- Testo citato:

:::::

L’harem del faraone

CONCETTO E DEFINIZIONE
Già dal principio dell’epoca storica della civiltà egizia l’istituzione dell’harem reale è un ordinamento che compare congiuntamente all’amministrazione della corte del faraone, ma totalmente indipendente da essa.
L’IPET NESUT è la sede dove risiede la regina e dove sono allevati i figli del re.
Vivono, nello stesso luogo, anche le mogli secondarie, definite anche “ornamenti reali” (khekerut nesut) e vivono pure le “neferut”, dinamiche cortigiane che con canti e danze avevano il compito di allietare il sovrano.

ORGANIZZAZIONE DELL’HAREM

L’harem, in realtà, era un’istituzione imponente, organizzata in modo molto strutturato, comandata da un dirigente dell’amministrazione assistito da un vice.
Il responsabile era a capo di un gran numero di scribi, di ispettori e di funzionari subalterni insigniti dei titoli di “scriba della porta dell’harem” e di “guardiano delle porte”.

:::::

- Il tuo obiettivo:
Per ogni affermazione stabilisci con un sì o un no se concorda con il testo sull'harem del faraone, riportando alla lettera le parole del testo che lo decidono: (a) l'harem reale dipendeva dall'amministrazione della corte del faraone; (b) le “neferut” allietavano il sovrano con canti e danze; (c) il dirigente dell'harem era assistito da un vice. I dati provengono da un'altra fonte.

- Estratto da un insieme di dati:
:::::

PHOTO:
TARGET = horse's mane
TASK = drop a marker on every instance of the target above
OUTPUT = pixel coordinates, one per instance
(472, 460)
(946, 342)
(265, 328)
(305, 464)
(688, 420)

:::::

- Risultato del compito:
(a) No: «ma totalmente indipendente da essa».
(b) Sì: «con canti e danze avevano il compito di allietare il sovrano».
(c) Sì: «comandata da un dirigente dell’amministrazione assistito da un vice».